— BEGIN Entries provided —

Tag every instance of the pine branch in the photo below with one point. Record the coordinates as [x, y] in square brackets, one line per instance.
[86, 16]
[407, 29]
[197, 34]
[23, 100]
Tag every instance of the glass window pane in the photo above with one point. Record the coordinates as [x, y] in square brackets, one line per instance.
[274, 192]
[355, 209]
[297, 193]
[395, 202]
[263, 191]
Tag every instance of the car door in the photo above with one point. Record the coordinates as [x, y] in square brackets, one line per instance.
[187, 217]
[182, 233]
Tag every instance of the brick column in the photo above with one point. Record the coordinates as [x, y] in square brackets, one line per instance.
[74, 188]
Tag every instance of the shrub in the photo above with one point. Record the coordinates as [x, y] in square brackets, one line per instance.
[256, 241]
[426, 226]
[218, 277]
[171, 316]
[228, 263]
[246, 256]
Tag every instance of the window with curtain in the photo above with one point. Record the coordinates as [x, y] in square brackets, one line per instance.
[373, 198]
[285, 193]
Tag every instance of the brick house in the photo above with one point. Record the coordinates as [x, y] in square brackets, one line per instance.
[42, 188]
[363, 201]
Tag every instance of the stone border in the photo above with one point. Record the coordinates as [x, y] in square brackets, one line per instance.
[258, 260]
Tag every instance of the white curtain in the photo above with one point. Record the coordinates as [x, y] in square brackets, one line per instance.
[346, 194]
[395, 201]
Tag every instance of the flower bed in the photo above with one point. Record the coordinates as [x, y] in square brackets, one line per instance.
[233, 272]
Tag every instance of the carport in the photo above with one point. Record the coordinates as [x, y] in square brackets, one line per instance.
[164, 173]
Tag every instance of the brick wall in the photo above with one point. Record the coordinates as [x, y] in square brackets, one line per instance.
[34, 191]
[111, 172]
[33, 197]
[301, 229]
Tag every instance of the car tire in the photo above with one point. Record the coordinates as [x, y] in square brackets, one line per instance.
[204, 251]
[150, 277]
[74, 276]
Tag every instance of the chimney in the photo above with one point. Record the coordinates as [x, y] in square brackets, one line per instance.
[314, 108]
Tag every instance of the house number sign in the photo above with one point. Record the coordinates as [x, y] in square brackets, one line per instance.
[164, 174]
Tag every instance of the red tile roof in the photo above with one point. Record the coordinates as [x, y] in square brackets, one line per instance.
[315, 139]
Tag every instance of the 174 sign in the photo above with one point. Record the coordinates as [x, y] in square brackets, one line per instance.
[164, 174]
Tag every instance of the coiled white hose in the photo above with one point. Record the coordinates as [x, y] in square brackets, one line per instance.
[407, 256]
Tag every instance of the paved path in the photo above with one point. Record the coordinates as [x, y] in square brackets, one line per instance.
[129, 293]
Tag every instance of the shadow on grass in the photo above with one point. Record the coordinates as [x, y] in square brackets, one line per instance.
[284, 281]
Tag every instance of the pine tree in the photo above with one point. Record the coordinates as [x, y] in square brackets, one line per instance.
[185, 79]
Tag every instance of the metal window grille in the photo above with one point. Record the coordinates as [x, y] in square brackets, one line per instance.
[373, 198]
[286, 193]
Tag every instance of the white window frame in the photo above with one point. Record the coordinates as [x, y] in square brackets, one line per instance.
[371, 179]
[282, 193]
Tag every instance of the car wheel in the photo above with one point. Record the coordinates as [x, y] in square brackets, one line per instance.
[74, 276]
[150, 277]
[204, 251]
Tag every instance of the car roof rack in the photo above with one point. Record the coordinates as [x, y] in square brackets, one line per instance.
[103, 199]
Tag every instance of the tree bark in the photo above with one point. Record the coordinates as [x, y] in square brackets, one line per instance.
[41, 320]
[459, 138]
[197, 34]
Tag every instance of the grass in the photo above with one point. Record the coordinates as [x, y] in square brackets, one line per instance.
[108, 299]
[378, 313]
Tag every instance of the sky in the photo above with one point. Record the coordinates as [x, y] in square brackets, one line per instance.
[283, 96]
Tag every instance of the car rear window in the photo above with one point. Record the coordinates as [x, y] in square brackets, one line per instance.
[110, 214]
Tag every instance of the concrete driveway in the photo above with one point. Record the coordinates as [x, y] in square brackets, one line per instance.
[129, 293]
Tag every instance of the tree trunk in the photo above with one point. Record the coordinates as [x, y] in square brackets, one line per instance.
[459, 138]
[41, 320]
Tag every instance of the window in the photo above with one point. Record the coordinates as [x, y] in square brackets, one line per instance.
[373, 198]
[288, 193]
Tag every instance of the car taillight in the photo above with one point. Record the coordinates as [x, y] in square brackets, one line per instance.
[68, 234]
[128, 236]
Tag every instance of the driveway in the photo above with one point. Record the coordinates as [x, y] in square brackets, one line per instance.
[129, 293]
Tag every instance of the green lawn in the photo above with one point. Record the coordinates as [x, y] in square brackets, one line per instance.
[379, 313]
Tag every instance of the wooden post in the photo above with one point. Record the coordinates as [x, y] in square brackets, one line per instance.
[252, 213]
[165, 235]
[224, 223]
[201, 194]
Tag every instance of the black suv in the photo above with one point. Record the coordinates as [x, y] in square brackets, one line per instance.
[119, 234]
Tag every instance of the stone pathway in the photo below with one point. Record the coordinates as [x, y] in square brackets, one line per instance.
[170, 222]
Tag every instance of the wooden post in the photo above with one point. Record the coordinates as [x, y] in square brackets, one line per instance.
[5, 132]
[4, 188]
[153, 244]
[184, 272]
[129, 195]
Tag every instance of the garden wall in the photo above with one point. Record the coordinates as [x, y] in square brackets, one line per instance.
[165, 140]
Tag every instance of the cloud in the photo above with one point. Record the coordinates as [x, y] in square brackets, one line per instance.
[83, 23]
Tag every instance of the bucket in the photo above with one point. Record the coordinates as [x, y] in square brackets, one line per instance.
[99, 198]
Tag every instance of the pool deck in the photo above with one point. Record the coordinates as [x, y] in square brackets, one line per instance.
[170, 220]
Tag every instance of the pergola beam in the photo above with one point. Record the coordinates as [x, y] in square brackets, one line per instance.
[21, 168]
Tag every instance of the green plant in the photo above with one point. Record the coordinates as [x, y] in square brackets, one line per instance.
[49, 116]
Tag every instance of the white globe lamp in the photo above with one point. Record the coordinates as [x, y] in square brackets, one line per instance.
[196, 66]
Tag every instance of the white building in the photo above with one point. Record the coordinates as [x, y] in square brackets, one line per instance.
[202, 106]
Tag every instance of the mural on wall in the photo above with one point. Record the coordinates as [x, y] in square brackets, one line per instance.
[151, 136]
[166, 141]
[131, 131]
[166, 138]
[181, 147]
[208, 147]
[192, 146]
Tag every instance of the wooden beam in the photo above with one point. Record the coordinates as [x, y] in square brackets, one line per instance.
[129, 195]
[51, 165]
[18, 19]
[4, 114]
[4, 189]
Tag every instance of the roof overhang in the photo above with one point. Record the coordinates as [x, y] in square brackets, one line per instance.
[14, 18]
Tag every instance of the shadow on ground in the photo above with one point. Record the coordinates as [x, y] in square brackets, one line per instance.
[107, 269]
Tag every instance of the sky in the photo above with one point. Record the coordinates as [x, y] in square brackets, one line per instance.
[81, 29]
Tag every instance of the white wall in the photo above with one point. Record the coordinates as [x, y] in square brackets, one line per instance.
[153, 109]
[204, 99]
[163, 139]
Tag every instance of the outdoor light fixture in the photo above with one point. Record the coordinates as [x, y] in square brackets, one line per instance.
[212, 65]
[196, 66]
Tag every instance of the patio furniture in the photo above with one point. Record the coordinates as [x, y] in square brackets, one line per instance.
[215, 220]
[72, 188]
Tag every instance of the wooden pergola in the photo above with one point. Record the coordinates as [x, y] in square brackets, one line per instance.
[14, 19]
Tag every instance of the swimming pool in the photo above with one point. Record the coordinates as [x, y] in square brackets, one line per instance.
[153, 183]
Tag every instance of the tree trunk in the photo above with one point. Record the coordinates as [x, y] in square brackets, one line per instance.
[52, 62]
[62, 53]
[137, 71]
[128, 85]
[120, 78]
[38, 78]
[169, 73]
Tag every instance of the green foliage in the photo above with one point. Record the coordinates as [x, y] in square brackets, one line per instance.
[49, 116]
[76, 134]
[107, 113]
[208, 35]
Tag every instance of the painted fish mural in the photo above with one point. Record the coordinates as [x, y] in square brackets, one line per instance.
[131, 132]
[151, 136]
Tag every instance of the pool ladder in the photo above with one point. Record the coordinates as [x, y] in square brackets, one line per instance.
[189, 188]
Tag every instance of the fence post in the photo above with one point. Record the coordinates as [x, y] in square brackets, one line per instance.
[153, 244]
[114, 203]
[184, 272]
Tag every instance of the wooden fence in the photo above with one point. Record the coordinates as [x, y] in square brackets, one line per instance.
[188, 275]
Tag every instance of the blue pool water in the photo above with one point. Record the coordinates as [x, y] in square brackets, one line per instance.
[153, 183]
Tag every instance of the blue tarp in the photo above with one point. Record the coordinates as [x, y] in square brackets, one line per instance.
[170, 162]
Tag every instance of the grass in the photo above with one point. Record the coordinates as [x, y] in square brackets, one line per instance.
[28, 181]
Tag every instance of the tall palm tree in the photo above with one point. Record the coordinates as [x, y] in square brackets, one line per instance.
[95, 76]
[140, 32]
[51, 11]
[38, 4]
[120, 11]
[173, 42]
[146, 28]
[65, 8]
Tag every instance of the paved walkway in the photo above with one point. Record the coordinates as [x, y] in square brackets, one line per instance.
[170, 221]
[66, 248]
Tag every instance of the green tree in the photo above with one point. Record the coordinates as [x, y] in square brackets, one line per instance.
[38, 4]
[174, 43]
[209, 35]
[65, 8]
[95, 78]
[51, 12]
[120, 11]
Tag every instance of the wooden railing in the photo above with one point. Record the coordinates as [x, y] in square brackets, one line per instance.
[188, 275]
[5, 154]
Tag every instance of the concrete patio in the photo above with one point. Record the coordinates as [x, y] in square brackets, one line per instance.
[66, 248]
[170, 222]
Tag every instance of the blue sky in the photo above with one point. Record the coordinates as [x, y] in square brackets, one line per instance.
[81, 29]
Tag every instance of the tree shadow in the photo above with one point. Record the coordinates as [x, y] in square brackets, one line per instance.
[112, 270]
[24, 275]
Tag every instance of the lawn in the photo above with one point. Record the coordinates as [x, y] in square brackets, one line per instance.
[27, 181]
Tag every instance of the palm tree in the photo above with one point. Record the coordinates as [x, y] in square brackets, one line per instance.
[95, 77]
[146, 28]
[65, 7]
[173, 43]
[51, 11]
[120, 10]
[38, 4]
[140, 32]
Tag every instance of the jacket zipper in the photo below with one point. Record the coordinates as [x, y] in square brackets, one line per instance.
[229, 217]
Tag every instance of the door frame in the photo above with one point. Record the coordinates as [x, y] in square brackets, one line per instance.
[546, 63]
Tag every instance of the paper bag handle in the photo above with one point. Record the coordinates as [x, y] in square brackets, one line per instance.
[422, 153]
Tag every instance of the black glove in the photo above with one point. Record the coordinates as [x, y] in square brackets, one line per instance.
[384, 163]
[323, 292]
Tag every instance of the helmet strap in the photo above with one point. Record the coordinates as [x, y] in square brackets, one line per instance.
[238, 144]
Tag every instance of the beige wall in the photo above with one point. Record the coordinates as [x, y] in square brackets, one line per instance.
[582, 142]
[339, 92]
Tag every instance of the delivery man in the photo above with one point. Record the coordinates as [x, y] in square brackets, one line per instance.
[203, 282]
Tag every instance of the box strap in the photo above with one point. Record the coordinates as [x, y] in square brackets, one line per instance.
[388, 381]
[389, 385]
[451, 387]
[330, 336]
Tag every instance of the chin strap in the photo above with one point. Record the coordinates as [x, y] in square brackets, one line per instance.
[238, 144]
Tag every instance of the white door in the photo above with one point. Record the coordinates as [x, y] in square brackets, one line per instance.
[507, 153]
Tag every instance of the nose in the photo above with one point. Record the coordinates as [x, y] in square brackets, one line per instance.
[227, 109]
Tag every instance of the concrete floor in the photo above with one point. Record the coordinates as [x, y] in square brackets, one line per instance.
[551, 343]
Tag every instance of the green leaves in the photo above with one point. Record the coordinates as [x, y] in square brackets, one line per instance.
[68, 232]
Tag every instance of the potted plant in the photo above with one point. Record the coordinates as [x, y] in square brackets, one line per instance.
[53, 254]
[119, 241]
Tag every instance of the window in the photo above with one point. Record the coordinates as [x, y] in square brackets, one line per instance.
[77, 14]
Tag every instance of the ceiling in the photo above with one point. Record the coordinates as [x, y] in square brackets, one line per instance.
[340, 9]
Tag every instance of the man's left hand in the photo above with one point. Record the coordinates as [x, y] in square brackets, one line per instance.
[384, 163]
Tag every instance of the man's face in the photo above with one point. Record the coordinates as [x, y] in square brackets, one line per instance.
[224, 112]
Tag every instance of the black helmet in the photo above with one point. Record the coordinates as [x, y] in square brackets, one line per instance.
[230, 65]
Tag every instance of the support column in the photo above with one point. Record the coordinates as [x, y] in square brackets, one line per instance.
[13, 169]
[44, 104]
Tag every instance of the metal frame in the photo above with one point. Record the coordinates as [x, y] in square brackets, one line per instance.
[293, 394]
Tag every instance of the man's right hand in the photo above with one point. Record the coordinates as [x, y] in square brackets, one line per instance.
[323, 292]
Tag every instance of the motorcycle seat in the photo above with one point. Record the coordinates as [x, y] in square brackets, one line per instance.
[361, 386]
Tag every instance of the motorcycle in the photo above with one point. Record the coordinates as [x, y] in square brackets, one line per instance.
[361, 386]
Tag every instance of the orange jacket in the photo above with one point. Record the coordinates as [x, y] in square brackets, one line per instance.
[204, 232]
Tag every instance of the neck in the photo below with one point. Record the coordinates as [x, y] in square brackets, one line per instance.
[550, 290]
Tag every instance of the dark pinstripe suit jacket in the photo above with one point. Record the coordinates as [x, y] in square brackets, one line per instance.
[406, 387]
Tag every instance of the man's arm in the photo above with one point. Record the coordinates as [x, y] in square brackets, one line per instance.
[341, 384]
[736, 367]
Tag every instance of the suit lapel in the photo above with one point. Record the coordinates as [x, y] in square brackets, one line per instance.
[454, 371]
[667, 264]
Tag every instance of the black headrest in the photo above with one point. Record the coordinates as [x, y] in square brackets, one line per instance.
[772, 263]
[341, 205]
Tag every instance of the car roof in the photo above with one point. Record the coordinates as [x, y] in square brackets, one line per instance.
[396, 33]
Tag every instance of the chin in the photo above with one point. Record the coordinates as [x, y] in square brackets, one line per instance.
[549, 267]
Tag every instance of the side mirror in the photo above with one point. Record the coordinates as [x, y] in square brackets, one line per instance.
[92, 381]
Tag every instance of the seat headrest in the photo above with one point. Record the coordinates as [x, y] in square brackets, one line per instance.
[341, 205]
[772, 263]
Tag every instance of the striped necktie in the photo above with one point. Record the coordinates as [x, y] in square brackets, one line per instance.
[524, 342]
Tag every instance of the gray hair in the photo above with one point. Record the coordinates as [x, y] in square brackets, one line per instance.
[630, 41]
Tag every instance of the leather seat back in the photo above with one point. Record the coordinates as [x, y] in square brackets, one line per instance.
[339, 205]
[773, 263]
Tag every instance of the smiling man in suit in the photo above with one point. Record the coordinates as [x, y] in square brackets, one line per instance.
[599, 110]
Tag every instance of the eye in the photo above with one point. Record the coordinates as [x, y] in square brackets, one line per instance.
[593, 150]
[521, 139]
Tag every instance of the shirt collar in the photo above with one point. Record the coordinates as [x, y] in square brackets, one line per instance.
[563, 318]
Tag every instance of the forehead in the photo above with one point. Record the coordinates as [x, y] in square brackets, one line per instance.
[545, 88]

— END Entries provided —

Write the lines out exactly, from the one with "Tag every instance of the man's arm" down to the last line of the listing, and leave out all others.

▶ Completed exercise
Tag every instance of the man's arm in the photo above with one point. Record the coordinates as [x, y] in square brackets, one line per instance.
[341, 384]
[736, 367]
Tag every instance of the suit lapel in the photo above with one point. Record the coordinates as [x, y] in square brackets, one line per instance.
[454, 371]
[667, 264]
Tag every instance of the black headrest in the photo above with one point. Record the coordinates as [x, y] in square brackets, one line per instance.
[772, 263]
[341, 205]
Tag every instance of the car roof in the photo above with one point. Record the coordinates as [x, y] in square brackets, one line per instance.
[396, 33]
Tag every instance of the chin in the photo above with one point. Record the coordinates as [x, y] in square brackets, one line per instance.
[549, 267]
Tag every instance of the side mirror in the photo above with one point. Record the coordinates as [x, y] in square brackets, one line per instance.
[92, 381]
Tag every instance of the seat headrest in the photo above with one point. Record the coordinates as [x, y] in square brackets, one line per instance.
[341, 205]
[772, 263]
Tag every instance of the striped necktie in the photo above with one point. Record the coordinates as [x, y] in square brackets, one line per instance.
[524, 342]
Tag every instance of the gray hair in the photo above with one point. Record the coordinates as [x, y] in square brackets, one line per instance.
[630, 41]
Tag every instance of the leather seat back in the photo above with one point. Record the coordinates as [x, y] in square brackets, one line per instance.
[339, 205]
[773, 263]
Tag every instance of the smiling man in suit in the photo above with one point. Record the coordinates as [x, y] in square brackets, one line per instance.
[599, 110]
Tag every instance of the eye in the photo above with one point. Record the coordinates as [x, y] in square brackets, one line per instance.
[593, 150]
[521, 139]
Tag every instance of the shirt collar in the photo above with one point. Record the coordinates as [x, y] in square brackets, one line per instance.
[563, 318]
Tag every instance of the forehead in the photo above with one point. Record the coordinates as [x, y] in square brackets, one line per instance.
[545, 88]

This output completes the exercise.